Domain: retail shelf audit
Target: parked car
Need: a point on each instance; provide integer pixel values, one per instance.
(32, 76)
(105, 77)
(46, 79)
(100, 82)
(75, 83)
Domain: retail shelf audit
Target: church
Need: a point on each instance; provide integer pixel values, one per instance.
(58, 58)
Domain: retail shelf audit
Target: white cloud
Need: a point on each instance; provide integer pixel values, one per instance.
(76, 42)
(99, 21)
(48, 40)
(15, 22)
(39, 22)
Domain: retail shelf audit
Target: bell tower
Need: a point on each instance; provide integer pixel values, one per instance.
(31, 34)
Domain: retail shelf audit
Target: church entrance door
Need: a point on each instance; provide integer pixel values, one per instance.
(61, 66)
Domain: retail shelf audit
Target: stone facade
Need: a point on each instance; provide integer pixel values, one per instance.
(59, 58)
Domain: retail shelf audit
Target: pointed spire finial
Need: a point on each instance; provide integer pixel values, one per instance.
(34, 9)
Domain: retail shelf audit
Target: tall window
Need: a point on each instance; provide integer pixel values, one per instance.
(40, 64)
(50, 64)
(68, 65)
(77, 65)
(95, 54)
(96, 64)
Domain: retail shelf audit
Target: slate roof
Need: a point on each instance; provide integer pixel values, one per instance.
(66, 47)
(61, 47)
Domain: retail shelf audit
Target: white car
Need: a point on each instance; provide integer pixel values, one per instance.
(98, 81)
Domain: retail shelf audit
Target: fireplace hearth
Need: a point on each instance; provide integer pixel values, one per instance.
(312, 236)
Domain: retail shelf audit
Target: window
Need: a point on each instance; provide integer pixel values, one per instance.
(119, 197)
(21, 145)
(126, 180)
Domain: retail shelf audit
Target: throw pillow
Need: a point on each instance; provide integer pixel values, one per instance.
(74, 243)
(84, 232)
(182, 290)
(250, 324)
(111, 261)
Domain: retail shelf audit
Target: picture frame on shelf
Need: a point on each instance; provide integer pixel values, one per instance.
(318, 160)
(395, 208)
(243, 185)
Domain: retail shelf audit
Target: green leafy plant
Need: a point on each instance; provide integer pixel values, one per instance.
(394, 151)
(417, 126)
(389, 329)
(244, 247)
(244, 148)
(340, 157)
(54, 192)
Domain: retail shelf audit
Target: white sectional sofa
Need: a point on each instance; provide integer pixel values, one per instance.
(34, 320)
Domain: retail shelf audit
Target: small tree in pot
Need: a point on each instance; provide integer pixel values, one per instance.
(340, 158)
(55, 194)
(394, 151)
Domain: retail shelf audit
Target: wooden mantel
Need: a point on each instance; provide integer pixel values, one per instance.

------------

DESCRIPTION OF THE TASK
Write out all the records above again, exactly as they stand.

REPLY
Domain: retail shelf audit
Target: parked car
Need: a point on each instance; provide integer pixel values, one per instance.
(32, 76)
(105, 77)
(46, 79)
(100, 82)
(75, 83)
Domain: retail shelf audit
Target: church
Need: a point on each instance; provide integer pixel values, one per instance.
(58, 58)
Domain: retail shelf audit
Target: white cloud
Need: a point on each instance; provide integer pixel values, one per instance.
(76, 42)
(99, 21)
(48, 40)
(15, 22)
(39, 22)
Domain: retail shelf audit
Target: bell tower
Need: a point on each instance; provide integer pixel values, one per instance.
(31, 34)
Domain: retail shelf audit
Target: church entrance door
Need: a point on each instance; provide integer pixel values, one per instance.
(61, 66)
Domain: retail shelf audit
Target: stone facade
Need: a point on each instance; provide integer pixel values, one per instance.
(59, 58)
Domain: retail shelf audit
Target: pointed spire finial
Need: a point on each instance; provide integer pixel values, one per instance.
(34, 9)
Domain: retail shelf audit
Target: tall window
Need: a point on each instance; provide integer pixel values, one per instance.
(40, 64)
(50, 64)
(68, 65)
(77, 65)
(95, 54)
(96, 64)
Domain: retail shelf audit
Target: slate roof
Need: a point on each instance; provide integer pixel values, one per instance.
(66, 47)
(61, 47)
Domain: retail shelf audit
Target: white car
Need: a point on each instance; provide integer pixel values, one per instance.
(98, 81)
Domain: retail shelf audit
Target: fireplace hearth
Need: a point on each instance; provide integer pixel values, one per instance.
(312, 236)
Domain: retail shelf audit
Target: window
Need: a point on each instance; provide integer pixel values, one per instance.
(119, 197)
(21, 145)
(126, 180)
Domain: retail shelf audit
Target: throw pillow
Need: a point on each instance; provide integer pixel values, one per instance.
(74, 243)
(84, 232)
(182, 290)
(250, 324)
(111, 261)
Domain: retail shelf audit
Target: picture frame on shelf
Need: a point on each instance; provide integer pixel values, one per instance.
(318, 160)
(395, 208)
(243, 185)
Domain: retail shelf audit
Target: green leafy plant
Need: a point on each instance; provide integer pixel values, one per instance.
(394, 151)
(417, 126)
(389, 329)
(244, 247)
(244, 148)
(340, 157)
(54, 192)
Domain: retail shelf audit
Target: white sectional sofa
Need: a point on each instance; provide integer pixel values, one per instance.
(34, 320)
Domain: retail shelf audit
Target: small tree in pot
Need: a point on each instance; provide integer pixel values, one per instance.
(340, 158)
(55, 194)
(394, 151)
Domain: retail shelf audit
Target: wooden mantel
Need: a point on each instance; provide integer pixel values, one per instance.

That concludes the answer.